_Problem to work on:_
If a line in the entries contains the string "below", include that line in your answer.

_Excerpted records:_
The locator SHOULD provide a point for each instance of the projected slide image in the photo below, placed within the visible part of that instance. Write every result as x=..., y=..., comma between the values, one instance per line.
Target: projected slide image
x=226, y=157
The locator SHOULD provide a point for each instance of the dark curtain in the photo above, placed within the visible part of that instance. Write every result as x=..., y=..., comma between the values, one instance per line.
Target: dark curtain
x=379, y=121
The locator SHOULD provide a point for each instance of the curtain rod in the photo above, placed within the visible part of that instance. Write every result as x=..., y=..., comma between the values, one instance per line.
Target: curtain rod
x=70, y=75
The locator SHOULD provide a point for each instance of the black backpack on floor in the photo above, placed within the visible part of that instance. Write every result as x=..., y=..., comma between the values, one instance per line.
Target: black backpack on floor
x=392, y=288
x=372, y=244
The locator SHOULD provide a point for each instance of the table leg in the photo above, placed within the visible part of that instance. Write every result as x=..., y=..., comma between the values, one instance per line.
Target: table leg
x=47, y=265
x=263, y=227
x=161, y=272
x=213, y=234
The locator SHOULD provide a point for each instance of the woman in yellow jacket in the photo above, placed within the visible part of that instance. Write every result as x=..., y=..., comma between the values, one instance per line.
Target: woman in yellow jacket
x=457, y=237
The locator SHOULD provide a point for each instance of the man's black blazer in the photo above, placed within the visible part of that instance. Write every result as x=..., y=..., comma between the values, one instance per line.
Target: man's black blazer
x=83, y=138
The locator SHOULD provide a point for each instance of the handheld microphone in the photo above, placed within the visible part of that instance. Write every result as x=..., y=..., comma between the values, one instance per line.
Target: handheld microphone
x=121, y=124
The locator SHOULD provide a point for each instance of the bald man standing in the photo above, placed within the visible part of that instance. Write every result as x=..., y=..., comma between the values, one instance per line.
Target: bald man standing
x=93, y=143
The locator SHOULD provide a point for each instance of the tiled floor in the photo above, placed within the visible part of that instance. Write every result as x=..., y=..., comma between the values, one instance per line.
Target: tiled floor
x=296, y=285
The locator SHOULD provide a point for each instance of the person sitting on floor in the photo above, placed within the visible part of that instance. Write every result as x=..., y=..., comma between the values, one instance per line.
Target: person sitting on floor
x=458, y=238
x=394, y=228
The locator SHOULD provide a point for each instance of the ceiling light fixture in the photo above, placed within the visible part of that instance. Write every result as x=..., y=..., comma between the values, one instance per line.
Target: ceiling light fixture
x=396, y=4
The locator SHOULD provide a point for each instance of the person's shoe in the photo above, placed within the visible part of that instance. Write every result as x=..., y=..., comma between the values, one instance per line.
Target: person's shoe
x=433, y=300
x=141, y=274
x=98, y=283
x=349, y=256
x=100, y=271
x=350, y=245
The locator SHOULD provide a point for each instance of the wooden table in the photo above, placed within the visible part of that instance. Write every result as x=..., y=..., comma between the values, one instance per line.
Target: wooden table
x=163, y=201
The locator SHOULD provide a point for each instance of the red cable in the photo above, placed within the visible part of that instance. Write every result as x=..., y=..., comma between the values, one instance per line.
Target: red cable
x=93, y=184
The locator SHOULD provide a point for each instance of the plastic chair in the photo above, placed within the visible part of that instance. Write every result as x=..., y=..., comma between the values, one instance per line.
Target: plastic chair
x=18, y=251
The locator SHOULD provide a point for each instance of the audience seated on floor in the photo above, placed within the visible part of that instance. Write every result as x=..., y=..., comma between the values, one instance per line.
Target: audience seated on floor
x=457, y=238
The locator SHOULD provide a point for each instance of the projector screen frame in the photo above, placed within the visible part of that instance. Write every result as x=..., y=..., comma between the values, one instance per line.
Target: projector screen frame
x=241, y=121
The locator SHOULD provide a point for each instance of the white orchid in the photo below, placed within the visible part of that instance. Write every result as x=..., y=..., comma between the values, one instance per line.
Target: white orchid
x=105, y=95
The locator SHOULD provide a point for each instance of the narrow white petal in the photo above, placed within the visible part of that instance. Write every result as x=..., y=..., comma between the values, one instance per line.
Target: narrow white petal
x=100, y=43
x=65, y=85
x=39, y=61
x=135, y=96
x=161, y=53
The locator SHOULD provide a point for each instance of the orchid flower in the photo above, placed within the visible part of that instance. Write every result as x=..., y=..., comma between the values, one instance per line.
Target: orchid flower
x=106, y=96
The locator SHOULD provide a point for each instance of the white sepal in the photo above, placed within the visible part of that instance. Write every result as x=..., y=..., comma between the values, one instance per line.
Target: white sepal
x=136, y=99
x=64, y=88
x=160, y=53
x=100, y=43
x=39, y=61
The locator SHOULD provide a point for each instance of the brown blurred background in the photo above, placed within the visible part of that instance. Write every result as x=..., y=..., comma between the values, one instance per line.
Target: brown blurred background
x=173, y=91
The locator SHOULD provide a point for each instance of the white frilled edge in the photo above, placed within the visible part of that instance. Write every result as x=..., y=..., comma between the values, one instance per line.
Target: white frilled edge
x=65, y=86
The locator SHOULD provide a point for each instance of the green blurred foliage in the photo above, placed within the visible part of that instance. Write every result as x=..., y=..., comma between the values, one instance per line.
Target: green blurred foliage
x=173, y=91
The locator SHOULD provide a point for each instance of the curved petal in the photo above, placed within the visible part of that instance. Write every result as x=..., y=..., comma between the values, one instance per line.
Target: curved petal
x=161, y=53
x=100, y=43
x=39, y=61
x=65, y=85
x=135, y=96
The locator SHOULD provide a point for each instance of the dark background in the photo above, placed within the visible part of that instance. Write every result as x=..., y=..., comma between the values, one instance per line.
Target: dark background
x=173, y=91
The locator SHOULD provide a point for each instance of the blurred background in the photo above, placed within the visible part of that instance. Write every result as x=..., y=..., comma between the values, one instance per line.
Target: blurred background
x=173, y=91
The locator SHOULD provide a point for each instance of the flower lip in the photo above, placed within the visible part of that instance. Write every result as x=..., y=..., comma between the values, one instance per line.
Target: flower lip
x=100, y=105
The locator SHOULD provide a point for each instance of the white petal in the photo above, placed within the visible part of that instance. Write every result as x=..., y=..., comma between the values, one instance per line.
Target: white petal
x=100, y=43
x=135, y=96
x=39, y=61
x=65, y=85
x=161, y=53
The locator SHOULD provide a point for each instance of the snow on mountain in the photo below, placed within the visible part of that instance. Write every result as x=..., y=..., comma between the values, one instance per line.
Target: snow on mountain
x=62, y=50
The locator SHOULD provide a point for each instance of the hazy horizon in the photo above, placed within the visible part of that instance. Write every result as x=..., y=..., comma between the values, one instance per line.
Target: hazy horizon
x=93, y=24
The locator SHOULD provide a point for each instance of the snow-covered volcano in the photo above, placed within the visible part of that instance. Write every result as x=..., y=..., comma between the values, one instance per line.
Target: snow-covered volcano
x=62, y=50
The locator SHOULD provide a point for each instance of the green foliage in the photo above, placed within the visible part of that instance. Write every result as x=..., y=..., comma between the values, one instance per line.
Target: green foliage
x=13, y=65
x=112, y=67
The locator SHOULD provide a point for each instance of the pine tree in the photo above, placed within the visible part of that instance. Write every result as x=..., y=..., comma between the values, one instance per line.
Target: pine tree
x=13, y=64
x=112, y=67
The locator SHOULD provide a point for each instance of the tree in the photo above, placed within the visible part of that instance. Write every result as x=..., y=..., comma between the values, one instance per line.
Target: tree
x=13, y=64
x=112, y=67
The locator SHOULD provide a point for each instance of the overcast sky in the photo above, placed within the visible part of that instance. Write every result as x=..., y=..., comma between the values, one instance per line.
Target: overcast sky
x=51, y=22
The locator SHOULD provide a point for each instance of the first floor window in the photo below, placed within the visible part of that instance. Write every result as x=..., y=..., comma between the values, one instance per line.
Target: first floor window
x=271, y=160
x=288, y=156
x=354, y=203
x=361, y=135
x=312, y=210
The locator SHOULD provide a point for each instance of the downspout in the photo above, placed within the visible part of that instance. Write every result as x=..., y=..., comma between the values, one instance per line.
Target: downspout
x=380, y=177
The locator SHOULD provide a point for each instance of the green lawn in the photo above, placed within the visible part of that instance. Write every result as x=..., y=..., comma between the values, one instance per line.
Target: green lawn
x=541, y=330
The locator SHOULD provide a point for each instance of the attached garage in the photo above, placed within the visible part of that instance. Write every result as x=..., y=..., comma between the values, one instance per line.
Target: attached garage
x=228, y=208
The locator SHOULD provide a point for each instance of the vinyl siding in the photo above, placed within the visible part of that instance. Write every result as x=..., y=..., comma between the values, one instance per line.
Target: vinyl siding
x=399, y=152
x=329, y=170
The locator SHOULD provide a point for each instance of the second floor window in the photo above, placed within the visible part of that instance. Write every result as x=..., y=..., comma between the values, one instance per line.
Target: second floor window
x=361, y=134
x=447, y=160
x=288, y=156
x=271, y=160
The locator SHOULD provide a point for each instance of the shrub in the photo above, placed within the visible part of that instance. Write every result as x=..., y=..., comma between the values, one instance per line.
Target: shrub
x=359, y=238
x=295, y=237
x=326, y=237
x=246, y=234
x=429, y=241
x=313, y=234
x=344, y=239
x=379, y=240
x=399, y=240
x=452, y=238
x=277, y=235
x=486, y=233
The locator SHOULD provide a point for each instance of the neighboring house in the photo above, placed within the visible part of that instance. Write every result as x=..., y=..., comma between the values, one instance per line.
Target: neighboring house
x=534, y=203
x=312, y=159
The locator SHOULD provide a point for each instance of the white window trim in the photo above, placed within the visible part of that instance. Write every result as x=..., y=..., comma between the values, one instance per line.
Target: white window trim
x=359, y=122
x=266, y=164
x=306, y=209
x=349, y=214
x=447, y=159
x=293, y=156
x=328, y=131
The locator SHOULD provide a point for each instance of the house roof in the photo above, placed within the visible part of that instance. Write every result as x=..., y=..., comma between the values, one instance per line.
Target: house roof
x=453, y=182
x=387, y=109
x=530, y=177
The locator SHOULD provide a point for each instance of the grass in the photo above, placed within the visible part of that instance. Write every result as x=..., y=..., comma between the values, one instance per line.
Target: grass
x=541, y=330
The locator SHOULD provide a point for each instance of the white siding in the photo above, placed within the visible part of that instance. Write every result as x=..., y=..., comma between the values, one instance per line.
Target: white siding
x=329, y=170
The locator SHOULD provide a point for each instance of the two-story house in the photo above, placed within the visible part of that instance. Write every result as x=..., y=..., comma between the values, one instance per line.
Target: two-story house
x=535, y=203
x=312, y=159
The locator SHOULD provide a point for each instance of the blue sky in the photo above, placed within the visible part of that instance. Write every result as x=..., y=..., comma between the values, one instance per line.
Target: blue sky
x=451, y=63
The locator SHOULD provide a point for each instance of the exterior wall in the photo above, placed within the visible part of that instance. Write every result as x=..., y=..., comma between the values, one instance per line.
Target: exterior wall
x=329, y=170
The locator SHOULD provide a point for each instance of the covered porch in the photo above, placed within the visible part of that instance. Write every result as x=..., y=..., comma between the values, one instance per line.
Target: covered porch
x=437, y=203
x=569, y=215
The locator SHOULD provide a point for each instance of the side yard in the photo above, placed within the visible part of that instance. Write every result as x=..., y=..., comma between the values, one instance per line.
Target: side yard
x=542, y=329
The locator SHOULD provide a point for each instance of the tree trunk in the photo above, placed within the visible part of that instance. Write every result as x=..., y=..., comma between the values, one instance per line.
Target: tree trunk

_Exercise answer:_
The locator SHOULD provide a point for each instance of the projected slide image in the photo below, placed within the visible part of that instance. Write every result as x=..., y=..., comma between the values, one instance per line.
The locator SHOULD provide a point for each instance of the white orchid in the photo below, placed within the visible part of that instance. Write every result as x=..., y=..., comma between the values, one instance per line.
The locator SHOULD provide a point for each instance of the snow on mountain in the photo below, placed within the visible part of that instance. Write every result as x=..., y=..., comma between the values, one instance per line.
The locator SHOULD provide a point for each instance of the first floor window in the photo below, placed within the visible part of that instance. Write every result as x=..., y=..., comma between the values, one instance per line.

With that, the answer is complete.